**Exercise prompt:**
Convert the entries below into a JSON list of strings, one string per line with blank lines omitted, starting with the line containing "Please annotate the wristband" and continuing through the line containing "[725,258,753,270]".

**Data listing:**
----

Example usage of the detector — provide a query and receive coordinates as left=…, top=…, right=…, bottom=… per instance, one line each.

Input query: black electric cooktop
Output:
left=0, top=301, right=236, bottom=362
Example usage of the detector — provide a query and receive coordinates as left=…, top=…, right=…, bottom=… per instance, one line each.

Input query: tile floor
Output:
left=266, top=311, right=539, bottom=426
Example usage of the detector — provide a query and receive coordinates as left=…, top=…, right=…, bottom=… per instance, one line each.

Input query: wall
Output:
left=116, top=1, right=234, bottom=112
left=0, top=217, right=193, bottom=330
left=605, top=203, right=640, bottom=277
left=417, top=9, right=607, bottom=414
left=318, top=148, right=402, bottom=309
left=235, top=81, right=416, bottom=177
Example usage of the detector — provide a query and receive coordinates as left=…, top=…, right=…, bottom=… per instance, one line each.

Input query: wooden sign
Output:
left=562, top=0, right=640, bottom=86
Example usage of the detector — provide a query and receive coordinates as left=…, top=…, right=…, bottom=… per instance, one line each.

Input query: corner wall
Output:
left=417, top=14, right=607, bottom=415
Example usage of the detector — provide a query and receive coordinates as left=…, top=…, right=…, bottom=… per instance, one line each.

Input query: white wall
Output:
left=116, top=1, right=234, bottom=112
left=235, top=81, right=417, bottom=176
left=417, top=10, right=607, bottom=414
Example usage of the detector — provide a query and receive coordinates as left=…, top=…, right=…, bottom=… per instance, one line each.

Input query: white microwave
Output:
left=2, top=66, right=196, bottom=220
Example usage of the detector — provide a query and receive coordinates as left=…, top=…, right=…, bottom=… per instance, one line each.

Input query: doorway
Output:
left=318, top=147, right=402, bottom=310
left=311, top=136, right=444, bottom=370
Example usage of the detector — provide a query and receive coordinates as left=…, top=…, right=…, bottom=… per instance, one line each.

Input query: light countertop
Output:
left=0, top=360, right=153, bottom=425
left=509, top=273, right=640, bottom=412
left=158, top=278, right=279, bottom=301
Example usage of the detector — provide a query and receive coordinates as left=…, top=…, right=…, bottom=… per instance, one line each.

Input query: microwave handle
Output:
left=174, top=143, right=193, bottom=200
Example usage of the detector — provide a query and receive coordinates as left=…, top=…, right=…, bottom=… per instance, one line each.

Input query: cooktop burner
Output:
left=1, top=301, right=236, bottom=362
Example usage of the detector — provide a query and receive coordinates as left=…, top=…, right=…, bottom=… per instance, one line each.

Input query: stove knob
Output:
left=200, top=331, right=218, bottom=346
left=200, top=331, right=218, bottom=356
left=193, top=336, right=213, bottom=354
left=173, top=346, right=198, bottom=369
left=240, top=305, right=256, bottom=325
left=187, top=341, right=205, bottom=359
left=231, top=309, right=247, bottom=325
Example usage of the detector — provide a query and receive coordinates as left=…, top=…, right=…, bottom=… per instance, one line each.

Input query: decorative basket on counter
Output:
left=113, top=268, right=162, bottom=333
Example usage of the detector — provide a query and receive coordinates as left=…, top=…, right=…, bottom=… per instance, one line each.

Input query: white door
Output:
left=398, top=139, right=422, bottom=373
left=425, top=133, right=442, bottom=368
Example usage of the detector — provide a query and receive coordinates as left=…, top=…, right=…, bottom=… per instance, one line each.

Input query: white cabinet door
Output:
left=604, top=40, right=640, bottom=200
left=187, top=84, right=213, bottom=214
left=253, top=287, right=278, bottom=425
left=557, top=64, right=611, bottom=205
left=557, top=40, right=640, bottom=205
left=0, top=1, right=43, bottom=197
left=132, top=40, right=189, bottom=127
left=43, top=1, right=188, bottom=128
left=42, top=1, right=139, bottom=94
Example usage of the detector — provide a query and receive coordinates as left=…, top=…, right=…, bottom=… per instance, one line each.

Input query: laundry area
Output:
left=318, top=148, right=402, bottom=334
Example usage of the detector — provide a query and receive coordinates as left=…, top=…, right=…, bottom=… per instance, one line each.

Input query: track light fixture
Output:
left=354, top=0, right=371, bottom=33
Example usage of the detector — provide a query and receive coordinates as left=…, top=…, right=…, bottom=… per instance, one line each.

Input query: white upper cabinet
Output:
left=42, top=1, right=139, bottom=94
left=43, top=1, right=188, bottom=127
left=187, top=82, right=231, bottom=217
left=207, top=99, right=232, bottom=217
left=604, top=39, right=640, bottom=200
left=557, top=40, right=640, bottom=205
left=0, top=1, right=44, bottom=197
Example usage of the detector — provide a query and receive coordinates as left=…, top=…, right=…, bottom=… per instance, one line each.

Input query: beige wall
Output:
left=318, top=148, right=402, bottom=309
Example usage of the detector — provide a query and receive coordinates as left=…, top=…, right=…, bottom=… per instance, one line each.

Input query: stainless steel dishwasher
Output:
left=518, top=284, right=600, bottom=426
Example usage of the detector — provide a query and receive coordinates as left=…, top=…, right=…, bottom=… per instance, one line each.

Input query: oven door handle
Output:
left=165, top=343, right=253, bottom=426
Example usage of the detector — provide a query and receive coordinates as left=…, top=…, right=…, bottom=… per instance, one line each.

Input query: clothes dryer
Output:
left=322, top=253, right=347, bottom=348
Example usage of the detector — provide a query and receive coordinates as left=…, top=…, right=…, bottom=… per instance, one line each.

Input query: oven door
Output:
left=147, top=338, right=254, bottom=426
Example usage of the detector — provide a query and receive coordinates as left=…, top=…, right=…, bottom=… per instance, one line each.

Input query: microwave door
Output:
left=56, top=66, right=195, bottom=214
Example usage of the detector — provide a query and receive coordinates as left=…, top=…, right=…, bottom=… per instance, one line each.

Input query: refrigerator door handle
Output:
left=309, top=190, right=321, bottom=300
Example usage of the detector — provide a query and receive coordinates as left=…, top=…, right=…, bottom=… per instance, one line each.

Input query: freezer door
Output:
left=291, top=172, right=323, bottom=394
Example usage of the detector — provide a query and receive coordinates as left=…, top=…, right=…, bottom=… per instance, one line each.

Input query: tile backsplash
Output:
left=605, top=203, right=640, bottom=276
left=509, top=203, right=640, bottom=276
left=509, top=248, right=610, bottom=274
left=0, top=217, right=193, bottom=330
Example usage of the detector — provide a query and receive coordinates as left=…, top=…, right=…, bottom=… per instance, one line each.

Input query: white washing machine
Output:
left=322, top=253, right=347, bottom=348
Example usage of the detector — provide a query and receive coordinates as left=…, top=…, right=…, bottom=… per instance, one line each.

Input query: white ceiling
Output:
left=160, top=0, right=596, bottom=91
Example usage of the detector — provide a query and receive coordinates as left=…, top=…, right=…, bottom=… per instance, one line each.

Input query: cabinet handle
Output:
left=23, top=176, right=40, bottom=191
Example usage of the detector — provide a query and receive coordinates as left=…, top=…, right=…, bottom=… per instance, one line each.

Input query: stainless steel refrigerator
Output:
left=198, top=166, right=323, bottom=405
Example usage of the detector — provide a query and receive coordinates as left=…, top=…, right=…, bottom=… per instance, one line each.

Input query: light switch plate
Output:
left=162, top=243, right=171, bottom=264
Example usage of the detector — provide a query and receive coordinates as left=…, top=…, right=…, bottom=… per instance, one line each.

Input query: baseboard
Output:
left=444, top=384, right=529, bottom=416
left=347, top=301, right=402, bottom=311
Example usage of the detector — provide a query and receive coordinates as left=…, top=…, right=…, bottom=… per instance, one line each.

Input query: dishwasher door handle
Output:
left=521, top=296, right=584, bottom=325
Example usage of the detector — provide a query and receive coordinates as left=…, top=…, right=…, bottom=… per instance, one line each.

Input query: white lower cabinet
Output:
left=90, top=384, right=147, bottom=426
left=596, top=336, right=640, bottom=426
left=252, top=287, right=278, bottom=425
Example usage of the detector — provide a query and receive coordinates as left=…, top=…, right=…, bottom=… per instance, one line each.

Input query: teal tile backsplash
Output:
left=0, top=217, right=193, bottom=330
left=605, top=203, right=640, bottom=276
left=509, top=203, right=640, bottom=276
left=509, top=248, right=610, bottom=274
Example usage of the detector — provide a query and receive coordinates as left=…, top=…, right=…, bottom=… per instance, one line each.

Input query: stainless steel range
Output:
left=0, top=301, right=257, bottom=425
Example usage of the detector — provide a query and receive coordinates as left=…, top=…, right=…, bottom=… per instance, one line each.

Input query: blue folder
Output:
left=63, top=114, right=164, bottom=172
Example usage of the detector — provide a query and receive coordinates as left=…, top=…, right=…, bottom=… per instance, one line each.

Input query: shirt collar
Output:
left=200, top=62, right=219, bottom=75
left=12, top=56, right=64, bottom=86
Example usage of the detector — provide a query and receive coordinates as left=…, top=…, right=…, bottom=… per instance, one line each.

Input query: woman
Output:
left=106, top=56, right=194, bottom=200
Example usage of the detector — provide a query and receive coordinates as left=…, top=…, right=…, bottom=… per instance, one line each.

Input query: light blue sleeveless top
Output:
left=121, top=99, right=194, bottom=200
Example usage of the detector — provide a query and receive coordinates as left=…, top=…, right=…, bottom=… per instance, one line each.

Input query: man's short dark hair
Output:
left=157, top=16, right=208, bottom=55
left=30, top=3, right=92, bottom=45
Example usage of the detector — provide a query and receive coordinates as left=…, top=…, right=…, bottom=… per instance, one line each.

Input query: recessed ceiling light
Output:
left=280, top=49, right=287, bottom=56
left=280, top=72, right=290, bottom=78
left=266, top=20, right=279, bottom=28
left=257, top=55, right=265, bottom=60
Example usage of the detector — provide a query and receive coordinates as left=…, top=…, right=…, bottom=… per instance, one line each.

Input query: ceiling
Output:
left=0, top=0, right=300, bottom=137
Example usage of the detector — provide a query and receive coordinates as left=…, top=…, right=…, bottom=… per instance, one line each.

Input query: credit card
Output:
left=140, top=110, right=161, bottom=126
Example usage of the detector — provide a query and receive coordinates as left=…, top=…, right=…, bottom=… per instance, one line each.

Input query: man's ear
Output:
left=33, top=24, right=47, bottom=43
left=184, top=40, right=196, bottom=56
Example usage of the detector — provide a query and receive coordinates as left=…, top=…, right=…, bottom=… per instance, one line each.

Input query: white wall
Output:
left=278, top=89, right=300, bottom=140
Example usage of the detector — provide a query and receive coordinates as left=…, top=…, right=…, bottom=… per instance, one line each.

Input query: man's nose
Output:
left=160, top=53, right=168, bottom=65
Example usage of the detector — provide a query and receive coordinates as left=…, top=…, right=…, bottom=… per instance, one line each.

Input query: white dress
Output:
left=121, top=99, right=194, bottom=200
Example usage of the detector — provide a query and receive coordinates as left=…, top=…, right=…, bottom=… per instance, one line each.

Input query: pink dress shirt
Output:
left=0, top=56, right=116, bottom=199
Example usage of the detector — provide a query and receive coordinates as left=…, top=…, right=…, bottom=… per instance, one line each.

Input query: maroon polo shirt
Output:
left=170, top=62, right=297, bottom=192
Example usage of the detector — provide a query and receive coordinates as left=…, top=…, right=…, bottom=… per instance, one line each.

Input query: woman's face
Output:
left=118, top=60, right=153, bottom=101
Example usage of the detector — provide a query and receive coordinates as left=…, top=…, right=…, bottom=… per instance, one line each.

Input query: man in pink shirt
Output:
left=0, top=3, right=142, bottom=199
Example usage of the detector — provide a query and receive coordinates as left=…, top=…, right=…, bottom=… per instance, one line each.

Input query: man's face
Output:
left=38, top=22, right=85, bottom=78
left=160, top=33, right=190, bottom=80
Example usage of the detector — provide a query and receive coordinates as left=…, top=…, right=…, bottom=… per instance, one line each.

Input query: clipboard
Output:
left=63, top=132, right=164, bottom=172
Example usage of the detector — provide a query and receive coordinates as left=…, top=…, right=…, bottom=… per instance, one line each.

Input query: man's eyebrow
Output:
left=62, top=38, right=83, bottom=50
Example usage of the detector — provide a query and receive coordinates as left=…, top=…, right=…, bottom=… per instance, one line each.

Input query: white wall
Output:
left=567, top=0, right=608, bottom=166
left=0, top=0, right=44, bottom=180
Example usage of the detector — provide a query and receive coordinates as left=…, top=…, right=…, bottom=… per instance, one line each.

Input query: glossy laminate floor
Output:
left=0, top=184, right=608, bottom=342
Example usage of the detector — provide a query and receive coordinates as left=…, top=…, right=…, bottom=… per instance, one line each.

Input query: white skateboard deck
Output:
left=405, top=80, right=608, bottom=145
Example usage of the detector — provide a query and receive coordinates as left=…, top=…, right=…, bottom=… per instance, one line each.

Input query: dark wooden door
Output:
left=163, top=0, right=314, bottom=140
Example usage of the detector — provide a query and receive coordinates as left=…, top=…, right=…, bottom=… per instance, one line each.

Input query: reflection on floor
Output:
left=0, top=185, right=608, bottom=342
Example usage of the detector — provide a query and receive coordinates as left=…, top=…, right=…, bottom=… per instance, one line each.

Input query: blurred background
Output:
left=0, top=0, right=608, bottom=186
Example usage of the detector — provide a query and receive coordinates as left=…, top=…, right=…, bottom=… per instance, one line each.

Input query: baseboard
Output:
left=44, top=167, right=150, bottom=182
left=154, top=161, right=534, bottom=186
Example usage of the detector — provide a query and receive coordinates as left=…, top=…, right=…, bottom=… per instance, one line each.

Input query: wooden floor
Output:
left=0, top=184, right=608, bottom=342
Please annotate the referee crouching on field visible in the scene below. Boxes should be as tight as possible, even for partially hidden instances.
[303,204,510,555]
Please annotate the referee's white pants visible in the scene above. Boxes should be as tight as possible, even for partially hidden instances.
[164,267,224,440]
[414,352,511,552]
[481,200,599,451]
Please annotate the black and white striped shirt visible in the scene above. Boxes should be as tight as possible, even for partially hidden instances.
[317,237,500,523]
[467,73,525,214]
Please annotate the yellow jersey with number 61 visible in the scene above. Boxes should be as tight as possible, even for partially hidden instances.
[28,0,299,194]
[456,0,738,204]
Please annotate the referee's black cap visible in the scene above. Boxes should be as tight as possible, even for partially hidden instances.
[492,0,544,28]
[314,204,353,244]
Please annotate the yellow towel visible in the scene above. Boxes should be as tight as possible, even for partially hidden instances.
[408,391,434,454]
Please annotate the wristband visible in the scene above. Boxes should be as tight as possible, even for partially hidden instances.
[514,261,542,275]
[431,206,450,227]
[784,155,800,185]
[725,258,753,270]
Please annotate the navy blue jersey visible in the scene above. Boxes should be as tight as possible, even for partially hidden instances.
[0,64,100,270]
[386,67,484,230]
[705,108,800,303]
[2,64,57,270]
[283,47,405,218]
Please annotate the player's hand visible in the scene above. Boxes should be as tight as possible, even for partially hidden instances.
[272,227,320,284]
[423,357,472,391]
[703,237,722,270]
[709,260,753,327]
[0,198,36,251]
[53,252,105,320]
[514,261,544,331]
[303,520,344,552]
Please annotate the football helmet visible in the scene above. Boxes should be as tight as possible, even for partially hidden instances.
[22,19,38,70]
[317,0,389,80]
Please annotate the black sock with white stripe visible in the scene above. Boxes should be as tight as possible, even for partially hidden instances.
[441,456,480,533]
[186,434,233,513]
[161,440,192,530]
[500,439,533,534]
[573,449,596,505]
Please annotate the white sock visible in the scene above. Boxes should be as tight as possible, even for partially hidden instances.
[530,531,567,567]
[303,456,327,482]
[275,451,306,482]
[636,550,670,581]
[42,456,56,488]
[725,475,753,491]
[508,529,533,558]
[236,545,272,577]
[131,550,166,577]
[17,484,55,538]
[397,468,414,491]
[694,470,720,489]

----

**Task output:**
[
  "Please annotate the wristband visible in the scene above. Boxes should be as tight as possible, even for partially hidden instances.",
  "[514,261,542,275]",
  "[431,206,450,227]",
  "[784,155,800,185]",
  "[725,258,753,270]"
]